# WRITTEN PROBLEM
Rewrite every entry below, replacing "Target" with "Object" and leaving everything else unchanged.
******
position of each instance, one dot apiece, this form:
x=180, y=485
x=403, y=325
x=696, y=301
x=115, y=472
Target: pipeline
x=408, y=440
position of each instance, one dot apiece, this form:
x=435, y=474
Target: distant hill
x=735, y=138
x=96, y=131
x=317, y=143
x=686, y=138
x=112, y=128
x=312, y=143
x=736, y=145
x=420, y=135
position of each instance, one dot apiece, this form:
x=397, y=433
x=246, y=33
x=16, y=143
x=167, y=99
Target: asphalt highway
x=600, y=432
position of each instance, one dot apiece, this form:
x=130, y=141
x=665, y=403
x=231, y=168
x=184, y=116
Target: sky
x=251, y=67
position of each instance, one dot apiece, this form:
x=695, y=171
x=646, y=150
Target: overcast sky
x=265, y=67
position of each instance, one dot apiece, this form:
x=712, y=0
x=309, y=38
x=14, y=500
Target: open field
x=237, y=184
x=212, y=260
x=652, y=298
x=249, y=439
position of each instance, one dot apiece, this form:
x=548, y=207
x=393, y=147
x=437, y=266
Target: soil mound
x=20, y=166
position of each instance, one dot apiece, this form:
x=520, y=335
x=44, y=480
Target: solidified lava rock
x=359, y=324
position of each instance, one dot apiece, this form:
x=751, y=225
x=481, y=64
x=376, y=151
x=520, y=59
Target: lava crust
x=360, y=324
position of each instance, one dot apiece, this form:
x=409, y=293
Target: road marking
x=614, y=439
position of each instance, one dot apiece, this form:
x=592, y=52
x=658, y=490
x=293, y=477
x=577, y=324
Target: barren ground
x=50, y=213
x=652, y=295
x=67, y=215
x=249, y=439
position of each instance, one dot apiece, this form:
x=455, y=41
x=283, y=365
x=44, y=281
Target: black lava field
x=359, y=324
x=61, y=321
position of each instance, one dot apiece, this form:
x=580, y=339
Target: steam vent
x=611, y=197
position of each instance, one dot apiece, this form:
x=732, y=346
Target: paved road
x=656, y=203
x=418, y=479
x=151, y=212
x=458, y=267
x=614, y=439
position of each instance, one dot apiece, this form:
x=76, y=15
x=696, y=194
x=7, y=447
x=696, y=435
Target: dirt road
******
# TASK RESULT
position of each instance, one dot apiece, this form:
x=180, y=485
x=403, y=325
x=696, y=301
x=115, y=472
Object: pipeline
x=408, y=440
position of each instance, one dot apiece, this form:
x=435, y=474
Object: distant hill
x=735, y=138
x=96, y=131
x=317, y=143
x=686, y=138
x=112, y=128
x=312, y=143
x=736, y=145
x=420, y=135
position of each instance, one dot apiece, this form:
x=397, y=433
x=246, y=33
x=16, y=143
x=167, y=99
Object: asphalt highway
x=600, y=432
position of each instance, one dot apiece, this form:
x=130, y=141
x=665, y=403
x=231, y=168
x=184, y=116
Object: sky
x=251, y=67
position of each instance, one dot apiece, this form:
x=695, y=171
x=646, y=150
Object: overcast sky
x=265, y=67
position of each instance, one dot apiece, this form:
x=712, y=0
x=309, y=38
x=14, y=500
Object: open field
x=237, y=184
x=212, y=260
x=652, y=298
x=249, y=439
position of each instance, one dot apiece, this form:
x=548, y=207
x=393, y=147
x=437, y=266
Object: soil mound
x=20, y=166
position of each instance, one dot apiece, this form:
x=520, y=335
x=44, y=480
Object: solidified lava rock
x=359, y=324
position of each instance, one dot apiece, this form:
x=751, y=225
x=481, y=64
x=376, y=151
x=520, y=59
Object: lava crust
x=360, y=324
position of each instance, one dot apiece, this form:
x=409, y=293
Object: road marking
x=614, y=439
position of each instance, one dot apiece, this form:
x=592, y=52
x=658, y=490
x=293, y=477
x=577, y=324
Object: barren ground
x=50, y=213
x=652, y=295
x=67, y=215
x=249, y=439
position of each instance, one dot apiece, this form:
x=455, y=41
x=283, y=365
x=44, y=281
Object: black lava field
x=359, y=324
x=61, y=321
position of each instance, one dot apiece, this form:
x=580, y=339
Object: steam vent
x=611, y=197
position of each instance, one dot apiece, this form:
x=732, y=346
Object: paved road
x=656, y=203
x=418, y=479
x=151, y=212
x=458, y=267
x=614, y=439
position of each instance, one dot apiece, this form:
x=76, y=15
x=696, y=194
x=7, y=447
x=696, y=435
Object: dirt road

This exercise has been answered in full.